• _节选文本_
● ● ●
张量并行

概述

本章学习目标

理解张量并行的原理
掌握 SGLang 中的 TP 实现
了解通信优化技术
学习配置和调优

前置知识要求

了解分布式计算基础
熟悉 NCCL 通信
理解 Transformer 结构

张量并行原理

为什么需要张量并行

graph TB subgraph problem["单 GPU 限制"] MODEL["70B 模型
140GB FP16"] GPU["单 GPU
80GB"] MODEL -.->|"无法装载"| GPU end

解决方案：将模型分割到多个 GPU 上。

TP vs DP vs PP

graph TB subgraph parallel["并行方式"] TP["张量并行 (TP)
切分模型层内"] DP["数据并行 (DP)
复制模型"] PP["流水线并行 (PP)
切分模型层间"] end

类型	切分方式	通信模式	适用场景
TP	层内切分	All-Reduce	单机多卡
DP	复制模型	All-Gather	大批次
PP	层间切分	Point-to-Point	超大模型

TP 实现原理

线性层切分

列并行 (Column Parallel)：

graph TB subgraph col["列并行"] X["输入 X"] W1["W[:,0:n/2]
GPU 0"] W2["W[:,n/2:n]
GPU 1"] Y1["Y1"] Y2["Y2"] Y["[Y1, Y2]"] X --> W1 --> Y1 X --> W2 --> Y2 Y1 --> Y Y2 --> Y end

# 列并行：输出维度切分
# GPU 0: Y1 = X @ W[:, :n//2]
# GPU 1: Y2 = X @ W[:, n//2:]
# 结果：Y = [Y1, Y2] (AllGather)
● ● ●
• _给定资料_

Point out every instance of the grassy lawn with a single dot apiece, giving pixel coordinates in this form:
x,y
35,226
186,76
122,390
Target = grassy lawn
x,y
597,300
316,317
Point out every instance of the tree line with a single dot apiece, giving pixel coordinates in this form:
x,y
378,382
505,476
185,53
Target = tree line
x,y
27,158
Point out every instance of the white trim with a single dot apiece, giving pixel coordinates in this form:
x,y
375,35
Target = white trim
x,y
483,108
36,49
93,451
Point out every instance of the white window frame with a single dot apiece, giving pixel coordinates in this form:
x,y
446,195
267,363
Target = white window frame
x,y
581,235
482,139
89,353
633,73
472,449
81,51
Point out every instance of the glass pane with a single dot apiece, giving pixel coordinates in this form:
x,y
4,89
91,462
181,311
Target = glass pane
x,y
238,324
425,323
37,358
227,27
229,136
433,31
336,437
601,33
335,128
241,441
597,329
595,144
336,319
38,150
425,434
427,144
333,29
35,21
● ● ●
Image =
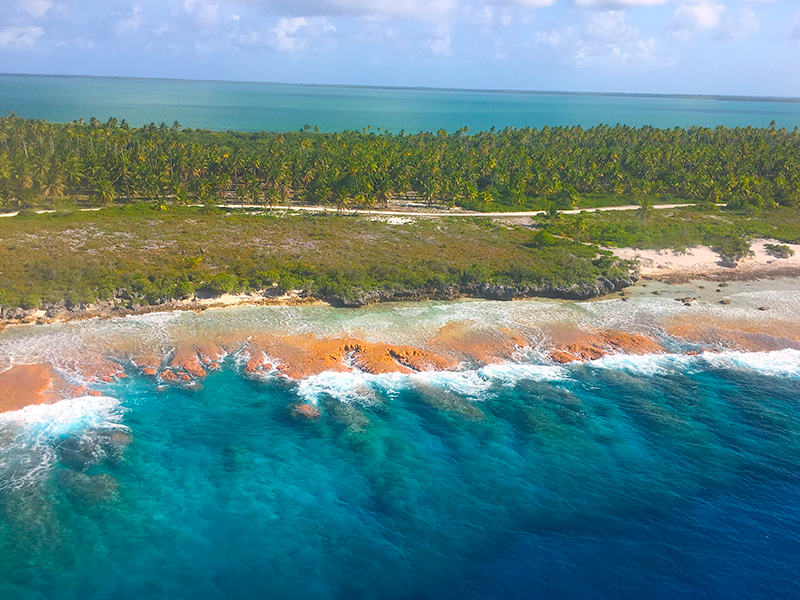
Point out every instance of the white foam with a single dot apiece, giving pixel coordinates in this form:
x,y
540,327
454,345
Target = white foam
● ● ●
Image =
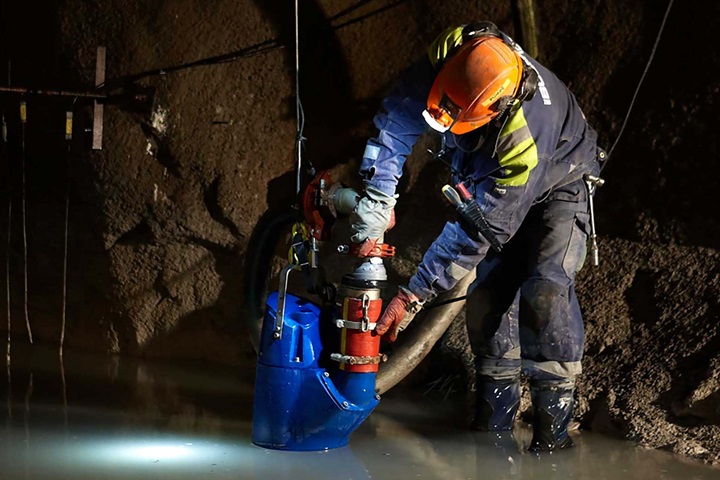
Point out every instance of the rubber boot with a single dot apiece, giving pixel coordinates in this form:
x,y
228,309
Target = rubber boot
● ● ●
• _练习任务_
A. 判断下列说法与张量并行这篇节选是否相符，逐项回答"是"或"否"，并摘录原文中起决定作用的词句。(i) 本章前置知识要求中包括熟悉 NCCL 通信。(ii) 列并行对输入维度进行切分。(iii) 文中给出的解决方案是把模型复制到每个 GPU 上。
B. 从张量并行这篇节选的末尾接着往下续写。

• _参考答案_
A.
(i) 是。原文："熟悉 NCCL 通信"
(ii) 否。原文："列并行：输出维度切分"
(iii) 否。原文："解决方案：将模型分割到多个 GPU 上。"

B.
行并行 (Row Parallel)：

graph TB subgraph row["行并行"] X1["X1
GPU 0"] X2["X2
GPU 1"] W1["W[0:n/2,:]"] W2["W[n/2:n,:]"] Y1["Y1"] Y2["Y2"] Y["Y1 + Y2"] X1 --> W1 --> Y1 X2 --> W2 --> Y2 Y1 --> Y Y2 --> Y end

# 行并行：输入维度切分
# GPU 0: Y1 = X1 @ W[:n//2, :]
# GPU 1: Y2 = X2 @ W[n//2:, :]
# 结果：Y = Y1 + Y2 (AllReduce)

注意力层并行

graph TB subgraph attn_tp["注意力 TP"] INPUT["输入"] Q0["Q Heads 0-3
GPU 0"] Q1["Q Heads 4-7
GPU 1"] K0["KV Heads 0-1
GPU 0"] K1["KV Heads 2-3
GPU 1"] ATTN0["Attention 0"] ATTN1["Attention 1"] OUT["AllReduce"] INPUT --> Q0 --> ATTN0 INPUT --> Q1 --> ATTN1 K0 --> ATTN0 K1 --> ATTN1 ATTN0 --> OUT ATTN1 --> OUT end

SGLang 实现

配置

# 2 GPU 张量并行
python -m sglang.launch_server \
    --model meta-llama/Llama-3.1-70B-Instruct \
    --tensor-parallel-size 2

# 4 GPU 张量并行
python -m sglang.launch_server \
    --model meta-llama/Llama-3.1-70B-Instruct \
    --tensor-parallel-size 4

初始化

def init_torch_distributed(self):
    """初始化分布式环境"""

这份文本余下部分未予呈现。